> [RECORDS FOR THIS TASK]
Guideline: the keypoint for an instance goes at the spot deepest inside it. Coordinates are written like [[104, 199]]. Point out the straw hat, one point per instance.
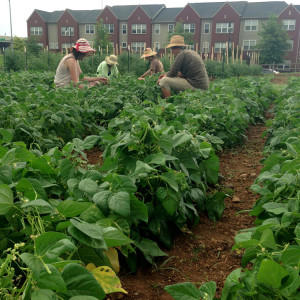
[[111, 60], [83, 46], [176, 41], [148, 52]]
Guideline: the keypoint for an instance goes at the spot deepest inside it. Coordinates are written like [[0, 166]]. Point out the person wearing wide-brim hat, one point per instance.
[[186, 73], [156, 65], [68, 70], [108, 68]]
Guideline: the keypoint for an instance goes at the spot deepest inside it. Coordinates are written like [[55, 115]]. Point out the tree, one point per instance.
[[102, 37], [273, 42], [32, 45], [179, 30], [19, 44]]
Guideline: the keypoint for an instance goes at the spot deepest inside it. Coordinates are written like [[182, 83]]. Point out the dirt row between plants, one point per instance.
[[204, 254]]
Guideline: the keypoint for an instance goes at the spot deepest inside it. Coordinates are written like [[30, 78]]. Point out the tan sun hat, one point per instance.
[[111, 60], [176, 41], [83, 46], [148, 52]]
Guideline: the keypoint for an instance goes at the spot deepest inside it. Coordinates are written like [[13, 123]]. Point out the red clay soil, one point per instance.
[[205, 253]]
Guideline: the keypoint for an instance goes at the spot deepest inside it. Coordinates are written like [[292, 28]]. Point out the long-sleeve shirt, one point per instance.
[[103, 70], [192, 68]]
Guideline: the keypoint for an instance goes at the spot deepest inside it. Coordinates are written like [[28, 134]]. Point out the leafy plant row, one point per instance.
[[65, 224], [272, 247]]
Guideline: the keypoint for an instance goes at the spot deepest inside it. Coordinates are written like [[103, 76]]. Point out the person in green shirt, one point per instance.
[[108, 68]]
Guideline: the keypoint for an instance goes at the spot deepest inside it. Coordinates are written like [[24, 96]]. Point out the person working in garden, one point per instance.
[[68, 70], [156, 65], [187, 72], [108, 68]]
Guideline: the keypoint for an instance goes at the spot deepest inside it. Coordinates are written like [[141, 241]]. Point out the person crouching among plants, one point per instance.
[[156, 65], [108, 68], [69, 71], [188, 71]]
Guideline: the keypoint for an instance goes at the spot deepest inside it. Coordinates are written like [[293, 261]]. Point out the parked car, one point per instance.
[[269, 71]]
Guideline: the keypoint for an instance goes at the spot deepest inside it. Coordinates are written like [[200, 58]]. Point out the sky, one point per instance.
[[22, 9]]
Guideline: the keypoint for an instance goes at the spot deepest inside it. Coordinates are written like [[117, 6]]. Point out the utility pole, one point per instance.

> [PROBLEM]
Copy the data precisely. Skip every picture.

> [ANSWER TO THE PROBLEM]
Guideline: the keypoint for an instance goes at the spot deepest inside it. Coordinates are written like [[104, 199]]. Point out the straw hat, one point per instance.
[[111, 60], [83, 46], [176, 41], [148, 52]]
Guideline: the keypoint for an instance goes at the spot deepest inside it. Coordinates are written like [[0, 166]]. Point out the person wearing wide-brim hat, one point per instance.
[[186, 73], [156, 65], [68, 70], [108, 68]]
Guideline: the keypoint for an instance goes at the spot deepest inside it. Coordinates are written like [[55, 115]]. Point out the tree, one point per instance.
[[102, 37], [273, 42], [32, 45], [179, 30], [19, 44]]
Guideline: the keypoint for an instance goes at the spot deepest inside it. Coordinates are written like [[182, 83]]. Point out the dirt row between plants, one point per instance.
[[204, 254]]
Guideline: the keypoint for an instance goes at the spot deepest inside it. Coordinates are written like [[30, 78]]. Point out the tan sun hat, one point per instance.
[[111, 60], [176, 41], [83, 46], [148, 52]]
Guideline: the keypoint for an instance goes at the spot deepest inside it. Coordinates are written like [[13, 123]]. Point out the red clay soil, one point per instance.
[[205, 253]]
Guideline: the keypoint for an instance goes at the spot deepest inside it. Coordinates are written like [[292, 28]]. Point out the long-sleeve shirt, one point per instance.
[[103, 70], [192, 68]]
Guideline: the keypoint for an instance goes at the spot deepest inside it. Coordinates are written like [[28, 134]]. Point out the leafy plant row, one point per instance.
[[65, 224], [272, 247]]
Guideline: the keypoint for an instance goes at the spot deepest inside it. Coordinates are written like [[103, 76]]. Point out the person in green shirt, one point per instance.
[[108, 68]]
Guideline: the keypoint for an instance goes at the spot deepest inside it. Coordinates are written like [[24, 96]]. Point out the person working in garden, one point per instance.
[[68, 70], [156, 65], [187, 72], [108, 68]]
Guideline: the keypoint for an instance goes at the spot deepest inside it. Coordinates are written like [[141, 241]]. Point out the person crouching among plants, one point per instance.
[[156, 65], [108, 68], [69, 71], [188, 71]]
Guideline: the keypoint for an instance goes at the spot deepest inside it. Coordinates are written like [[293, 261]]. Point out the parked car, one point per instance.
[[269, 71]]
Guideline: the keypoint for an instance goes at the spot deepest inside it. Coordinates are written like [[200, 58]]. Point out the sky, one point per instance.
[[22, 9]]
Guideline: the keypoint for an instance goes at the spot deepest inside it. Coordinates are written like [[117, 6]]. Point out the utility pole, one point per instance.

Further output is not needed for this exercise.